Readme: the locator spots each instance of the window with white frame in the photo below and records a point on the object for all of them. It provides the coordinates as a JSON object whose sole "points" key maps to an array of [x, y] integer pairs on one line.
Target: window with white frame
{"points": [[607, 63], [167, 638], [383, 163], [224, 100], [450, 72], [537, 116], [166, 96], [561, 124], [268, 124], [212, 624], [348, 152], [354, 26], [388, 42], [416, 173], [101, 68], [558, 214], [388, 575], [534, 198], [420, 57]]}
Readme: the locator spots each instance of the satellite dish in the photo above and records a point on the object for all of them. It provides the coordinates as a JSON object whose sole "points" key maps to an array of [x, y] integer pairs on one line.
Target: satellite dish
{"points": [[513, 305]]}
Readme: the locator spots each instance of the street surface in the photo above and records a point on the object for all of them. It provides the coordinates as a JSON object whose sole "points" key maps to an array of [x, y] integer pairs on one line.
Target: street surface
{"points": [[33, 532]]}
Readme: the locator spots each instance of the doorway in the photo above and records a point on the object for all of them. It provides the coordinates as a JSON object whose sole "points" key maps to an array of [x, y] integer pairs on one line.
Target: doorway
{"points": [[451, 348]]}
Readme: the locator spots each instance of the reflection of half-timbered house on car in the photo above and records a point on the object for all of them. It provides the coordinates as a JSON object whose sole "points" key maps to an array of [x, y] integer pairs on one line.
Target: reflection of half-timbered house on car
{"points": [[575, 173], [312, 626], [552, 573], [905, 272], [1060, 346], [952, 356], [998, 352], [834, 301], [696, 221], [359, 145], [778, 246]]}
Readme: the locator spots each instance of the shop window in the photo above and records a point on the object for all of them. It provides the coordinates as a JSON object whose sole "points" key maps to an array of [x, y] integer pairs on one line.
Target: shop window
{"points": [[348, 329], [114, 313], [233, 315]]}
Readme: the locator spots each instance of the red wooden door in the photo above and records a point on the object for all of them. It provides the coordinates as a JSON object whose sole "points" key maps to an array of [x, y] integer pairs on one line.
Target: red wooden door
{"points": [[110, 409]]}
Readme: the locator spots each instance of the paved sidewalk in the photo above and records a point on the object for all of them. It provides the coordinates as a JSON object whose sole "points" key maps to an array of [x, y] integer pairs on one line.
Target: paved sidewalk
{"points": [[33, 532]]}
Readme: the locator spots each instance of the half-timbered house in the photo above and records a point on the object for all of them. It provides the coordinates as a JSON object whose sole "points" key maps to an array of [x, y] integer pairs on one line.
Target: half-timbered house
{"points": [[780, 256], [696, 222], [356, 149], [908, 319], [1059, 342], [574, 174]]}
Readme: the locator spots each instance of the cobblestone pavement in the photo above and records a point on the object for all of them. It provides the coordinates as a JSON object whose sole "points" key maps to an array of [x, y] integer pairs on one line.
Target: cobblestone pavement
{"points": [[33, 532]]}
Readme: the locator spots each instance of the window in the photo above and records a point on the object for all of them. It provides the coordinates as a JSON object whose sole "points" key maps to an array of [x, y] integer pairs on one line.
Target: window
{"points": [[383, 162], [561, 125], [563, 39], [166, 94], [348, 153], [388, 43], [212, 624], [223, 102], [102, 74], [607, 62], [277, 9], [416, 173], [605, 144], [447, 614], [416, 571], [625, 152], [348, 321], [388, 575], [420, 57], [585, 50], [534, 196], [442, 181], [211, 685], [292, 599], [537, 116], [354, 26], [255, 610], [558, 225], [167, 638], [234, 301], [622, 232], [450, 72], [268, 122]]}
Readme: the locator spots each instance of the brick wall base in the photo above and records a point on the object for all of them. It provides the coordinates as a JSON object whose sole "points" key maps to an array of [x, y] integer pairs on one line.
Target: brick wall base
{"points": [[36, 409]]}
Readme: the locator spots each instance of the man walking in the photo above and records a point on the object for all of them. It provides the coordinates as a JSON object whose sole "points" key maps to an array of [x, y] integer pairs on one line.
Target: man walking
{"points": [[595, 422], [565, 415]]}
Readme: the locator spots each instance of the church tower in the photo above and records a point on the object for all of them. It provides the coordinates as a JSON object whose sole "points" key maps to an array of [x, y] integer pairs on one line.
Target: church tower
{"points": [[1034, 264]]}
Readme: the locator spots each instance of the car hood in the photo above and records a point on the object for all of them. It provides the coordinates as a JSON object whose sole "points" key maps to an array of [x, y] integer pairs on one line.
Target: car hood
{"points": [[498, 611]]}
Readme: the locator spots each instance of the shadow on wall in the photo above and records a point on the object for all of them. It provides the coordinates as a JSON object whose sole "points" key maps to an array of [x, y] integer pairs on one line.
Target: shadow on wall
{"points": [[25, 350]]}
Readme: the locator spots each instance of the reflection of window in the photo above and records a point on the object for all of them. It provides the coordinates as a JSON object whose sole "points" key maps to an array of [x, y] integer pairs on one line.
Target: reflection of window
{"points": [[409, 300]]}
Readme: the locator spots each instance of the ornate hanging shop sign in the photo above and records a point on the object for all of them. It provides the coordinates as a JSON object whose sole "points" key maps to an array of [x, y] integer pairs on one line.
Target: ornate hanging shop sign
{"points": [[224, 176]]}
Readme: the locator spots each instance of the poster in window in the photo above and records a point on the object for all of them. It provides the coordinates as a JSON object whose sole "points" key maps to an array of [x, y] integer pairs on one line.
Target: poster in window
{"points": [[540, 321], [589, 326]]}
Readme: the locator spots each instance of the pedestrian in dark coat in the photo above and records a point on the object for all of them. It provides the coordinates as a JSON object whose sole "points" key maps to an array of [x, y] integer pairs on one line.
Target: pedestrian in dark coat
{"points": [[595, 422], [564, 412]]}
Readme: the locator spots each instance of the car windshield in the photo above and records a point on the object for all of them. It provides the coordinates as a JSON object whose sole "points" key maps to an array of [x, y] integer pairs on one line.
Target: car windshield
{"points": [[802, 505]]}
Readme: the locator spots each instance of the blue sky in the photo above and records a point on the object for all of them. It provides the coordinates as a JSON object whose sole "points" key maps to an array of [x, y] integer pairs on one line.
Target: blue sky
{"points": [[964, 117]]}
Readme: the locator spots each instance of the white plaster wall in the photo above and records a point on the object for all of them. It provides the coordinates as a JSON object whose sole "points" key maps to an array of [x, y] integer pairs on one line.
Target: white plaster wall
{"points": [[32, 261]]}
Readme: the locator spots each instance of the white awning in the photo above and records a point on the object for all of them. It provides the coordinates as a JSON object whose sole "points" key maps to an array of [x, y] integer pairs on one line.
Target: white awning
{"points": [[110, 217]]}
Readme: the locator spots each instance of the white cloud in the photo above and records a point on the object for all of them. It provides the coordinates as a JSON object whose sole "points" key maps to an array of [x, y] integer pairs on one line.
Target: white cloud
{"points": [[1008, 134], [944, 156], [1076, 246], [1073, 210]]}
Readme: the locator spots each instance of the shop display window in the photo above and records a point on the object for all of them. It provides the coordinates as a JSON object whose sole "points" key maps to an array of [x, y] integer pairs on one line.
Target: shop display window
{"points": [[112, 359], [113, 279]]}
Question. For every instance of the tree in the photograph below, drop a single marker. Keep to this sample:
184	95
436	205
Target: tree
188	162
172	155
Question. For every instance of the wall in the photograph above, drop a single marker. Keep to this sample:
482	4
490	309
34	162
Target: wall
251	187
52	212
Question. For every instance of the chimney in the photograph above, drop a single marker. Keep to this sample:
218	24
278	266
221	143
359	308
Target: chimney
+++++
**Exercise requirements**
Show every line in the entries where the string "below" occurs.

**Result**
Readme: the locator spots each instance of the window with white frame in the photo below and records a point on the object for all of them. It provides the coordinates as a JSON object whose sole "points" key maps to an array of [x, y] integer pairs on one line.
Question. For every instance of the tree in the photograph below, drop a single marker. Keep to this sample:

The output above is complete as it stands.